--- PROBLEM REQUIREMENTS ---
Everything from the line with "Each instance of the fingernail" through the last line of the records below should be copied exactly, both ends included.

--------------------------------------------------

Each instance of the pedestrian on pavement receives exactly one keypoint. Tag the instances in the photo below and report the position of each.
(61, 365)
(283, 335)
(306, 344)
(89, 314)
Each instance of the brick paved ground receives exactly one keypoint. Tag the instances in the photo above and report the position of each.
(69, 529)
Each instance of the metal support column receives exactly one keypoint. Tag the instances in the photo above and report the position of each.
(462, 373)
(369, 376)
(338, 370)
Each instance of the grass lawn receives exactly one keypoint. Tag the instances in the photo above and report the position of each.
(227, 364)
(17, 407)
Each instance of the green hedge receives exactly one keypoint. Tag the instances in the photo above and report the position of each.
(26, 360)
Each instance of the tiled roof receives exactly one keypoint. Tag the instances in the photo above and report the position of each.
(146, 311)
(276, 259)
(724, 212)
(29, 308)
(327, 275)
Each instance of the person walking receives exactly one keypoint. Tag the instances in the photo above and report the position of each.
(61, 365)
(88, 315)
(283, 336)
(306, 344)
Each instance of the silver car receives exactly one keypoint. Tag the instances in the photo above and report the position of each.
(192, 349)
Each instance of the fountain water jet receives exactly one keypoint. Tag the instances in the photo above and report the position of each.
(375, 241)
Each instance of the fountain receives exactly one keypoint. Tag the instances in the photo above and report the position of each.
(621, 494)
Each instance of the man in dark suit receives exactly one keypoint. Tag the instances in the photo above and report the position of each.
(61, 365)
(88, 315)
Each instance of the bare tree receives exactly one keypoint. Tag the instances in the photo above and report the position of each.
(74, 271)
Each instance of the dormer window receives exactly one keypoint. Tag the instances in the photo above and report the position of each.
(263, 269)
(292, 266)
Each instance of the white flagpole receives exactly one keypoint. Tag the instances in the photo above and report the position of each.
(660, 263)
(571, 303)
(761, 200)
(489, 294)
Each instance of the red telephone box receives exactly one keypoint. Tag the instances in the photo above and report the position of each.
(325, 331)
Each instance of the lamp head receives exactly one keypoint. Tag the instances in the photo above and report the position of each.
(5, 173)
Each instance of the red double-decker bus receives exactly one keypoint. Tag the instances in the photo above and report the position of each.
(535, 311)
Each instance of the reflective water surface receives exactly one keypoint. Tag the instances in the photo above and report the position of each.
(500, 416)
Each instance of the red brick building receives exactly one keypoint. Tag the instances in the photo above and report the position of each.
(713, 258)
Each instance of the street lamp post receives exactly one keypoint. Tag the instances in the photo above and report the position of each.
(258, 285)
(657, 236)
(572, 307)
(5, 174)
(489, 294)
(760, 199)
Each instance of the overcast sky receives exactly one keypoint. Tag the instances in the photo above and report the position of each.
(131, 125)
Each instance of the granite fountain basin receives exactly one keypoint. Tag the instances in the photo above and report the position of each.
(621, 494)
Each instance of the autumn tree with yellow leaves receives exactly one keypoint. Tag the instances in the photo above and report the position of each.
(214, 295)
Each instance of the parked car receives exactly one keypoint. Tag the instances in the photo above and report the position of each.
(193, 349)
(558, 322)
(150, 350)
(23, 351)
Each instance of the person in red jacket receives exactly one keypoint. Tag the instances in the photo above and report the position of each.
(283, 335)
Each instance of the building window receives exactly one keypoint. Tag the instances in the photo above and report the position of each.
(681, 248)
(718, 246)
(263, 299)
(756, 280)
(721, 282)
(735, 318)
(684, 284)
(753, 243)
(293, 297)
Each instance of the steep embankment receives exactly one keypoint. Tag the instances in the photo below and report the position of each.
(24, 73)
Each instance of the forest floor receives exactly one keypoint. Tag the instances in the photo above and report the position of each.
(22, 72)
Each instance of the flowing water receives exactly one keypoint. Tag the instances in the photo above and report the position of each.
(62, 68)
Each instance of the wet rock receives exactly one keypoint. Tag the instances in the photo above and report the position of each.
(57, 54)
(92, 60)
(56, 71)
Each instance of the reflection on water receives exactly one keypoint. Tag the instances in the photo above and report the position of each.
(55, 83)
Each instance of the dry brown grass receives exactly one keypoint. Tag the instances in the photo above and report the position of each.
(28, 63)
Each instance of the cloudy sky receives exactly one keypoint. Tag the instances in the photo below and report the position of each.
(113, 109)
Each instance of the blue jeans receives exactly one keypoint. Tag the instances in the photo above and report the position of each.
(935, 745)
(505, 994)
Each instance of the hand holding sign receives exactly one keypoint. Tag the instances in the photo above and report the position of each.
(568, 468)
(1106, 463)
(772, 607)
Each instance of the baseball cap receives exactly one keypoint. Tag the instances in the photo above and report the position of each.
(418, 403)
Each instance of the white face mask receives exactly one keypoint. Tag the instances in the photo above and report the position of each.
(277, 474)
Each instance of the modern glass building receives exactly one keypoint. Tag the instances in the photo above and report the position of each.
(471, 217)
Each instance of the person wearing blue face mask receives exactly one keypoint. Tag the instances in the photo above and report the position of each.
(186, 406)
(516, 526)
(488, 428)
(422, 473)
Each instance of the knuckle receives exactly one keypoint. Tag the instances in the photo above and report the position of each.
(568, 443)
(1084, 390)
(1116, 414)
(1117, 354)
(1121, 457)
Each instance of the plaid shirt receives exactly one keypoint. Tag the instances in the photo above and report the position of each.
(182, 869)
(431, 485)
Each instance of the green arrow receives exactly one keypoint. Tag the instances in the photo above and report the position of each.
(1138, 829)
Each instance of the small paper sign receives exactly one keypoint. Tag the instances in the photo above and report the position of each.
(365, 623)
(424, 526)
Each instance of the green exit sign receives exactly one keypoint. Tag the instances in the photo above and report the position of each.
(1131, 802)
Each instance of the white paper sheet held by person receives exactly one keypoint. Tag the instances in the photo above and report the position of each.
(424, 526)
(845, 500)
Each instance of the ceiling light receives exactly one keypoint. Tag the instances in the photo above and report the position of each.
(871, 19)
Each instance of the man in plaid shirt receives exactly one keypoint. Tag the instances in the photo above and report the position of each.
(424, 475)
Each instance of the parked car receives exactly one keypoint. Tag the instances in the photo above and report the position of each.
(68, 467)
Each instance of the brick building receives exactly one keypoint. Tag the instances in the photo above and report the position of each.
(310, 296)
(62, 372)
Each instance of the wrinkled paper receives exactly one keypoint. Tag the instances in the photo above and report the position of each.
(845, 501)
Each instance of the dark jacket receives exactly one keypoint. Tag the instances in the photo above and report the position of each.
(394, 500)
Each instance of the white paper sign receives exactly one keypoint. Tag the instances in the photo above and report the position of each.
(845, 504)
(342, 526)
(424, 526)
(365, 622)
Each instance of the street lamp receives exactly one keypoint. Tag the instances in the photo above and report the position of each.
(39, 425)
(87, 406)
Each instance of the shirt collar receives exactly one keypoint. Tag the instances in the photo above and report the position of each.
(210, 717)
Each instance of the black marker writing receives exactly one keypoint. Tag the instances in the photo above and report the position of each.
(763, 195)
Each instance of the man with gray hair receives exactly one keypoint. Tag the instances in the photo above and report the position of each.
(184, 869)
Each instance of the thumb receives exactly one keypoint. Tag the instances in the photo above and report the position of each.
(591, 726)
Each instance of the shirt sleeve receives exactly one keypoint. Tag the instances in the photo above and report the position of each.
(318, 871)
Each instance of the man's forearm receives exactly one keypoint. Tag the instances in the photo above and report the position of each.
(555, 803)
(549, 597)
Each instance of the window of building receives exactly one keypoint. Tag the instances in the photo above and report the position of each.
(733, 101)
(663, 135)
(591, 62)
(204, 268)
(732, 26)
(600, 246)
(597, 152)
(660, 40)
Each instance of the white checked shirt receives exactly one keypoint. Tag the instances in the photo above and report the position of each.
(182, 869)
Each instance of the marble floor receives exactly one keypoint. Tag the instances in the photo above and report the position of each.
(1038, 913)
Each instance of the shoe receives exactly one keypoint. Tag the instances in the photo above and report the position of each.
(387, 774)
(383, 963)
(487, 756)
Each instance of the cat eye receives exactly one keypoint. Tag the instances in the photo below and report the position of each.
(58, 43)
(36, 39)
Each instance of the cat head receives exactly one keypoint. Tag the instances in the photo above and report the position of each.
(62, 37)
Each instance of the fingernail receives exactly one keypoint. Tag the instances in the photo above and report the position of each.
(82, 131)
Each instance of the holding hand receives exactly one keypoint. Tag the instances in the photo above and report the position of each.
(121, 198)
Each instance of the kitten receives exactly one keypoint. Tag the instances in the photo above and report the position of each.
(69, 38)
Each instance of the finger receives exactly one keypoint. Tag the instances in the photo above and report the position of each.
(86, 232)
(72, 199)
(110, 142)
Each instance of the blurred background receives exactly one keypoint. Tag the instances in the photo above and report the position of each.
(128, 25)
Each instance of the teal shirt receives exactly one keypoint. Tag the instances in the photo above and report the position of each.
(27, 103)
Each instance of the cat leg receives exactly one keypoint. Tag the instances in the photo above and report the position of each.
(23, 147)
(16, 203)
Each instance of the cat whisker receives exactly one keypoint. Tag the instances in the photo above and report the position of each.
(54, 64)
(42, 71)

--------------------------------------------------

--- WRITTEN RESPONSE ---
Each instance of the fingernail receives exactly one keypoint. Tag the instances in the photo above and report the position of each.
(82, 131)
Each instance of the holding hand receives exactly one keypoint. Tag the instances in the photo above and report the position of each.
(121, 198)
Each instance of the kitten receives exactly one keypoint. Tag the instances in the photo above and report the position of each.
(69, 38)
Each instance of the finger receives exactly one keypoint. Tag the instances in the photo above and report the position of each.
(86, 232)
(72, 199)
(110, 142)
Each instance of the blurred background receives exactly one keypoint. Tag the instances in the photo above and report the position of each.
(128, 25)
Each instance of the teal shirt receives exactly one keypoint. Tag the instances in the photo above and report the position of each.
(27, 103)
Each instance of the cat leg receives exactly one keypoint. Tag the instances in the photo above and report the position of each.
(23, 147)
(16, 203)
Each instance of the cat whisker receives exactly one keypoint. Tag the instances in the photo above and report the position of each.
(54, 64)
(42, 71)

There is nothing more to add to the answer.